» **INFORMATION GIVEN**
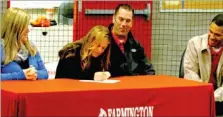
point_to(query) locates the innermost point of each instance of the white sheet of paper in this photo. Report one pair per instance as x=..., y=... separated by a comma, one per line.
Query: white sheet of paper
x=104, y=81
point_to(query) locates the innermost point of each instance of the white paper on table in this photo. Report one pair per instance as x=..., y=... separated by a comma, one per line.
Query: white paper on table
x=218, y=94
x=103, y=81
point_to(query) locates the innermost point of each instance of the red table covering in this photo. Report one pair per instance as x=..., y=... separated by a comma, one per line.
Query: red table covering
x=132, y=96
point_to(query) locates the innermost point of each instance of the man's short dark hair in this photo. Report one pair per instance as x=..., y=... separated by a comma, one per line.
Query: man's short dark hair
x=218, y=20
x=124, y=6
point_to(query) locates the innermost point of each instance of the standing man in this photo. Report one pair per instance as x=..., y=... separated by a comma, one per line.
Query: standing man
x=203, y=59
x=127, y=55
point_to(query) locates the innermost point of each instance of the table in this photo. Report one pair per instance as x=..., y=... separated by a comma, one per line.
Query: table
x=132, y=96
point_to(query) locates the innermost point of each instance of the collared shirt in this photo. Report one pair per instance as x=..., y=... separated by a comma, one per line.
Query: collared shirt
x=215, y=57
x=197, y=61
x=120, y=42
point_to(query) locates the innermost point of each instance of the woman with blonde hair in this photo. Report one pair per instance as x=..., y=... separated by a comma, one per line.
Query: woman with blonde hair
x=82, y=58
x=19, y=57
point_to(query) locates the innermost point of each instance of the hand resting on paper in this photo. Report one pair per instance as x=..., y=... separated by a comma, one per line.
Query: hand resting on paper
x=100, y=76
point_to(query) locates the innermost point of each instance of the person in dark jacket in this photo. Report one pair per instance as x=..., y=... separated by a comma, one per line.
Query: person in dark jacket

» **WHAT YOU SHOULD DO**
Return all of the records above word for word, but leave the picture out.

» **PROBLEM SOLUTION**
point_to(query) locates the innermost point of each instance of the white sheet of paper in this photo. Report one pair per instance as x=..., y=... separated by a comma, one per line.
Query: white sheet of paper
x=104, y=81
point_to(query) locates the innermost point of each instance of the white paper on table in this photo. Report one pair per instance as x=..., y=... separated by a comma, one per line.
Query: white paper on table
x=218, y=94
x=103, y=81
point_to(query) locates the innermost point of each instance of the red table covering in this photo. Report one pair per instance as x=..., y=... separated by a comma, one per line.
Query: red table covering
x=132, y=96
point_to(query) locates the innermost point of each instance of the man's short dark hair in this photo. Report one pair per instance as x=..., y=... separated by a comma, one per line.
Query: man's short dark hair
x=218, y=20
x=124, y=6
point_to(query) locates the innermost point of each instance of the standing man in this photo. Report one pair per instance as x=..., y=... separated by a comma, one per line.
Query: standing man
x=203, y=59
x=127, y=55
point_to(query) locates the innermost point of each instance of the table in this photo. Report one pair per instance as x=..., y=... separated by a comma, one per line.
Query: table
x=132, y=96
point_to(query) locates the innermost point of each instance of the collared shirt in this photo. Report one pair per instance as x=..., y=... separated by a comma, one per line.
Query: collared shirt
x=215, y=57
x=197, y=61
x=120, y=42
point_to(query) locates the innermost point of each instance of the woman with blonde hair in this photo. Report one pair per instance as x=..., y=... separated by a comma, one per line.
Query: woman with blonde hair
x=82, y=58
x=19, y=57
point_to(query) locates the innermost point of each instance of the hand resting on paper in this photo. Report one pair per instance as x=..., y=... separated by a comma, one per line.
Query: hand resting on paper
x=100, y=76
point_to(query) locates the innermost point of each instance of the person in dark jacket in this photo. Report one pair per instance as x=..., y=... separated by a comma, one per line.
Query: person in dark jacket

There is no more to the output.